▶ **Work to do**
[1] Answer these questions from the article on the Navy below:
(a) For how many consecutive months did Navy recruiters make goal?
(b) By how much were at-sea manning shortfalls reduced last year?
(c) Which account is named as the Navy's biggest line-item deficiency?
[2] Reproduce the passage of the article on the Navy below, starting at "Following--from Clark's Sea" and ending at "than 36 percent.".

▶ **Extract to read**
☆ ☆ ☆
| A Vision
of Continuing Excellence
Today's Navy, and Tomorrow's: Solid Accomplishments, Daunting Challenges
and a Host of Institutional Obstacles
By JAMES D. HESSMAN
Editor in Chief
For the U.S. Navy, the first full year of the U.S.-led global war on
terrorism was marked by significant advances in virtually all areas of
combat readiness, by increased funding not only for readiness but also
for procurement and RDT&E (research, development, test, and evaluation),
by the huge and often heroic accomplishments of the fleet's forward-deployed
aircraft carrier battle groups (CVBGs) and amphibious ready groups (ARGs),
and by milestone achievements in recruiting, retention, training, and
other personnel areas.
The year ahead should be even better, according to Chief of Naval Operations
(CNO) Adm. Vern Clark--thanks to several programs initiated last year,
he said, and a number of new programs now ready to be launched.
Many of those programs will require additional funding, though--and,
although a new round of defense spending increases seems likely to be
approved by the new Congress, the specific totals allocated to each of
the nation's armed services will, as always, probably not be enough even
to fund all of the "highest priority" items on the individual-service
budget requests--which have to be approved first by OSD (the Office of
the Secretary of Defense) and then by the White House budget office before
being submitted to Congress.
The Navy's biggest line-item deficiency, again, will be the SCN (shipbuilding
and conversion, Navy) account. Obtaining the funding needed for aircraft
procurement also is a major concern. More problematical are the numerous
difficulties likely to be encountered if the United States has to deal
with two even "medium-scale" international crises or conflicts
at the same time--involving Iraq and North Korea, for example.
Following--from Clark's Sea Power 21 vision paper, articles in Sea Power
and the Naval Institute Proceedings, and the CNO's "Guidance for
2003" (disseminated in the first week of January)--are status reports,
in the subject areas indicated, and in Clark's words, on some of the Navy's
more significant achievements during the past year as well as, in some
areas, the additional programs and initiatives now in the planning stages:
Manpower and Personnel: Navy recruiters "made goal" for 16
consecutive months. Quality also has improved: "Last year, we accessed
92 percent high-school graduates--up from [the previous] 90 percent, and
nearly 6 percent of recruits had some college education."
Retention also has improved, and is now "at record levels."
At-sea manning shortfalls were reduced last year by more than 36 percent.
"Superb retention also allowed us to lower recruiting goals by over
7,500, saving millions of dollars"--which were applied to improve
fleet readiness and support quality-of-life initiatives.
☆ ☆ ☆
▶ **Dataset**
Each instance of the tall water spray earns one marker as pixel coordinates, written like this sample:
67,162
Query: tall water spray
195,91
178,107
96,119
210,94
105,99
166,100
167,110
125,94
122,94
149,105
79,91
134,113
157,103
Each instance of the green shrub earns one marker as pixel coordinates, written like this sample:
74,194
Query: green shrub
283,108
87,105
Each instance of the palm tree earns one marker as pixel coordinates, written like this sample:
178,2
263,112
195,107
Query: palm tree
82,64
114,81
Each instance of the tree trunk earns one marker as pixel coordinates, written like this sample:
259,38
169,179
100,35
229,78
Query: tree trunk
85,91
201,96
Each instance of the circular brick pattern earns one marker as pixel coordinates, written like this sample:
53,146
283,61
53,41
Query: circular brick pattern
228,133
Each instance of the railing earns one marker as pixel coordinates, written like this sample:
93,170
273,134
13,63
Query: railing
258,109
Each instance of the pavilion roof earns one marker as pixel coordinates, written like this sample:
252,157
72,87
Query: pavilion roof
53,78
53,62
☆ ☆ ☆
▶ **Answers in order**
[1]
(a) 16 months.
(b) By more than 36 percent.
(c) The SCN (shipbuilding and conversion, Navy) account.

[2]
Following--from Clark's Sea Power 21 vision paper, articles in Sea Power
and the Naval Institute Proceedings, and the CNO's "Guidance for
2003" (disseminated in the first week of January)--are status reports,
in the subject areas indicated, and in Clark's words, on some of the Navy's
more significant achievements during the past year as well as, in some
areas, the additional programs and initiatives now in the planning stages:
Manpower and Personnel: Navy recruiters "made goal" for 16
consecutive months. Quality also has improved: "Last year, we accessed
92 percent high-school graduates--up from [the previous] 90 percent, and
nearly 6 percent of recruits had some college education."
Retention also has improved, and is now "at record levels."
At-sea manning shortfalls were reduced last year by more than 36 percent.